• [YOUR ASSIGNMENT]: Word for word, reproduce every line of the data.

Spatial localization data
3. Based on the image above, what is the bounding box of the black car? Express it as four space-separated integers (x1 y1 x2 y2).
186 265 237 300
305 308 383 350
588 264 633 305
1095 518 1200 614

• [ANSWER SECTION]:
3. Based on the image above, what is the bounding box of the black car? Express it as four space-separated integers (x1 y1 x2 y2).
186 265 237 300
305 308 383 350
588 264 633 305
1095 518 1200 614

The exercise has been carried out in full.